Data records
______

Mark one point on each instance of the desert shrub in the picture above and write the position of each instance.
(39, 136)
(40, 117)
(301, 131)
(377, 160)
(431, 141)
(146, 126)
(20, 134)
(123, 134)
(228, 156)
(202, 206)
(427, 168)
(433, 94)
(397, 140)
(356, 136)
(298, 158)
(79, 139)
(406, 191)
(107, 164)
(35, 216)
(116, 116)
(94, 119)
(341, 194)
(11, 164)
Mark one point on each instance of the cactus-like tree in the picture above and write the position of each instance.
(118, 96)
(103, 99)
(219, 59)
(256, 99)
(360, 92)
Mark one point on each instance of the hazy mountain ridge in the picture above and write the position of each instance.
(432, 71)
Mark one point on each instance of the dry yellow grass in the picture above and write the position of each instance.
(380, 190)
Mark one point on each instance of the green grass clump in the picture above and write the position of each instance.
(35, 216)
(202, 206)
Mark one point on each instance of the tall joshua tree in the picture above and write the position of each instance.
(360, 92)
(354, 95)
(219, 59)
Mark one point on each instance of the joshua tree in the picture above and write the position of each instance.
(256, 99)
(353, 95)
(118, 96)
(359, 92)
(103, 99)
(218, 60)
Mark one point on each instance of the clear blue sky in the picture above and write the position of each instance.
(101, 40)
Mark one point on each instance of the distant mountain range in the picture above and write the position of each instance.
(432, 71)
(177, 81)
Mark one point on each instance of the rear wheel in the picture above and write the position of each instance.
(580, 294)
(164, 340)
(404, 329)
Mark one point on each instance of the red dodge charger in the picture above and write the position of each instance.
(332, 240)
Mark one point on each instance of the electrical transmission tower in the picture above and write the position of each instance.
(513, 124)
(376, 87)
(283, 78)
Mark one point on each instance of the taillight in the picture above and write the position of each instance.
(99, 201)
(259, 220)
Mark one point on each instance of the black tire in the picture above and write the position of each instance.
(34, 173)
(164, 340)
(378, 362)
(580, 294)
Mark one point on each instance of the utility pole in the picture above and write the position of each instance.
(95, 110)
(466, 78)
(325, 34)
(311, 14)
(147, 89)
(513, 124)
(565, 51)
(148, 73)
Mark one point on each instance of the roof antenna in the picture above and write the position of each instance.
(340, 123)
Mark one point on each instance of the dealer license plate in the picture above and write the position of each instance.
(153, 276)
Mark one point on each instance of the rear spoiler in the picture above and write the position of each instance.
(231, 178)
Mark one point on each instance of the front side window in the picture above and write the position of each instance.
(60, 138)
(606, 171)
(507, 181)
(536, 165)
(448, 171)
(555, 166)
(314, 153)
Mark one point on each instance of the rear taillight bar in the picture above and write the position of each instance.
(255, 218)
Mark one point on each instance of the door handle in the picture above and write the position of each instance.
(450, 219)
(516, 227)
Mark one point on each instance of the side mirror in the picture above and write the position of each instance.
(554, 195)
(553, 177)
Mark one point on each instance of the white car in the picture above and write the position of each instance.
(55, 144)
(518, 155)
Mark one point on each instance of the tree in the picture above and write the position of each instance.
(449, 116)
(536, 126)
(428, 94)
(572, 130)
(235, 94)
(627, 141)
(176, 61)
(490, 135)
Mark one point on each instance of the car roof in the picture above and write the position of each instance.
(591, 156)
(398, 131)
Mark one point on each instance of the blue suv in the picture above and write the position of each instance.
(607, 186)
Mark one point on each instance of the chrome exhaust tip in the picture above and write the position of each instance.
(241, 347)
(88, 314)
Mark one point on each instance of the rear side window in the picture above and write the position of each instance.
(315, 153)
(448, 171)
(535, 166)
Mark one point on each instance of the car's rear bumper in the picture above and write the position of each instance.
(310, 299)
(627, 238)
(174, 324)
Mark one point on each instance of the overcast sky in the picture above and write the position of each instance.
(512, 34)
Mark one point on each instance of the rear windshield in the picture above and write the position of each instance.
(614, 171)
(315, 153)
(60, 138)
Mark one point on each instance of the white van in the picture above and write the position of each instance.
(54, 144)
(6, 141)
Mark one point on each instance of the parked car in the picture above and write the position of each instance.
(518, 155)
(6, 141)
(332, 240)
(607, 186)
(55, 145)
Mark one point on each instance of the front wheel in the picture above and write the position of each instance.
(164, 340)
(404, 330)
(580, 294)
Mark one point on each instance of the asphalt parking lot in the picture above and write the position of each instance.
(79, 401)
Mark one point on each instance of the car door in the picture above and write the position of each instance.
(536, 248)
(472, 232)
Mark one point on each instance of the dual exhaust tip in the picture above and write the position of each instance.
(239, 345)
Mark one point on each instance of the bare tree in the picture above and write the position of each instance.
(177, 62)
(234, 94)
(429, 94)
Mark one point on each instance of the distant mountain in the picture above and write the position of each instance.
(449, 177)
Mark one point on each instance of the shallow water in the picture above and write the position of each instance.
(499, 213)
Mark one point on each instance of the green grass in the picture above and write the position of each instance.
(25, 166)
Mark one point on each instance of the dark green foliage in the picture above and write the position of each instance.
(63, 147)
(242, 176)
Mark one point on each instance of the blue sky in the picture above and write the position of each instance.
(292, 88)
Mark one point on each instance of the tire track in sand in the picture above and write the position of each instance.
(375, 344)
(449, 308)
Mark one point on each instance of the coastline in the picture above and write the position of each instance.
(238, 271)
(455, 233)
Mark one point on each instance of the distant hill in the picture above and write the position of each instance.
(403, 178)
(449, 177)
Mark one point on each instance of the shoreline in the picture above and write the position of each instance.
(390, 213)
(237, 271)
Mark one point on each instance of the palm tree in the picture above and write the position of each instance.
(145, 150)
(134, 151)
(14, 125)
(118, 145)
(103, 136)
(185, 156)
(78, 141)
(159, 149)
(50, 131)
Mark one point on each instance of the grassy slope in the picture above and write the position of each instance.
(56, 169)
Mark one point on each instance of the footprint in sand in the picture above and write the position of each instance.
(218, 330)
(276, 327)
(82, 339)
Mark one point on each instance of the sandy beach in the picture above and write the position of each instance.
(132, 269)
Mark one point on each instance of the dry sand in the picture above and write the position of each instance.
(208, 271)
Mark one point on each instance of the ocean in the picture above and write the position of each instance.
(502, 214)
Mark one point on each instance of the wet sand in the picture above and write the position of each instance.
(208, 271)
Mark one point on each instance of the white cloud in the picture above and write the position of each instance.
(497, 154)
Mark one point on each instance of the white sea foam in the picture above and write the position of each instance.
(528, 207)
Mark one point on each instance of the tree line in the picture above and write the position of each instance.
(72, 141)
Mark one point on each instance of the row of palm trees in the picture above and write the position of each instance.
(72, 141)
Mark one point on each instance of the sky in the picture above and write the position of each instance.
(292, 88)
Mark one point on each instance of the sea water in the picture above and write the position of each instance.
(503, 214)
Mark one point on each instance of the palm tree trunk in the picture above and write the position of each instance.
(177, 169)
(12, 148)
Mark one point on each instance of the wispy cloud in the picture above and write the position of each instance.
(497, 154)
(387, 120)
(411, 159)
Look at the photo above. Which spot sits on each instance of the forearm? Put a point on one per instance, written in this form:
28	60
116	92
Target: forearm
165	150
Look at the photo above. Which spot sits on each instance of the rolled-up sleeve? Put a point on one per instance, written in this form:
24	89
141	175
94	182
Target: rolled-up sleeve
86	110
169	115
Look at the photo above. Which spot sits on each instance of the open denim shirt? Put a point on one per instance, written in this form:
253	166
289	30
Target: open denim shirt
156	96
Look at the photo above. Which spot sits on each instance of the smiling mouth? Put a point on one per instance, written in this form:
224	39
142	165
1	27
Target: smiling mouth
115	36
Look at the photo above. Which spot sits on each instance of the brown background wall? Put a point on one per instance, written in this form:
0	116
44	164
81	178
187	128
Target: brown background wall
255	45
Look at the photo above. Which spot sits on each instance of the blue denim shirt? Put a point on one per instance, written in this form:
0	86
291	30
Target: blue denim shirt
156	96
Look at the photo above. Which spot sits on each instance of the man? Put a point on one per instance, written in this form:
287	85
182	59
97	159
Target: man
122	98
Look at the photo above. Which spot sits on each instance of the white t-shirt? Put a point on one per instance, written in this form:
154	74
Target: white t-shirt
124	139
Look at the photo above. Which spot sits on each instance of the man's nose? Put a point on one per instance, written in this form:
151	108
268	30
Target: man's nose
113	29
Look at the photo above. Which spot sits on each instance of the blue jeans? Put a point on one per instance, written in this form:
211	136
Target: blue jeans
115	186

______

**Work instruction**
Check the data line by line and report how many lines contain "photo" as a word or string, giving nothing besides the number.

**Solution below**
10